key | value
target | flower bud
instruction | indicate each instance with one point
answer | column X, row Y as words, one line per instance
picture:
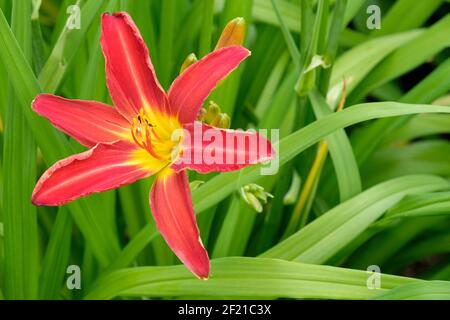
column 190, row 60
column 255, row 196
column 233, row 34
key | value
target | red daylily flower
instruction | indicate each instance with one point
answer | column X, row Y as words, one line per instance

-=-=-

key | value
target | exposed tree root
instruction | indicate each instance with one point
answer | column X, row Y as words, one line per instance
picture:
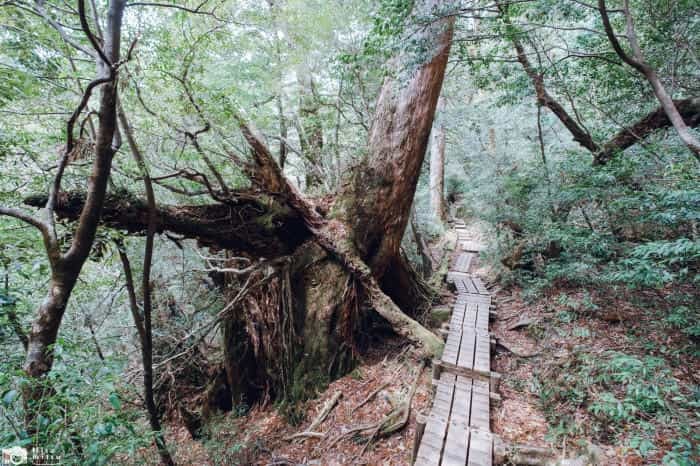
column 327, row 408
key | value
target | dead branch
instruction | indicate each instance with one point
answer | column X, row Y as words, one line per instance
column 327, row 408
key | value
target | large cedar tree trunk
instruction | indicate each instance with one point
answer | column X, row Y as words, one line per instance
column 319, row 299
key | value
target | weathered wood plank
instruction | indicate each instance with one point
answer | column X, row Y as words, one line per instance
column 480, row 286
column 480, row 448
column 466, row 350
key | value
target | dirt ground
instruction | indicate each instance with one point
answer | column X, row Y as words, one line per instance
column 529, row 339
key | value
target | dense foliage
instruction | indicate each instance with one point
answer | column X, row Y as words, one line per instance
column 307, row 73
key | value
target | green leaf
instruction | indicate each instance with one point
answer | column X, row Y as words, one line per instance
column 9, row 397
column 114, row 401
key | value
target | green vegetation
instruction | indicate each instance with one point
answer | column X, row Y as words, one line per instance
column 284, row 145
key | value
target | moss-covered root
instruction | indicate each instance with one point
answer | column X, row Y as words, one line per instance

-=-=-

Pull out every line of the data above that contains the word "green". Matching is case-sensitive.

◆ Expected answer
target | green leaf
target | green vegetation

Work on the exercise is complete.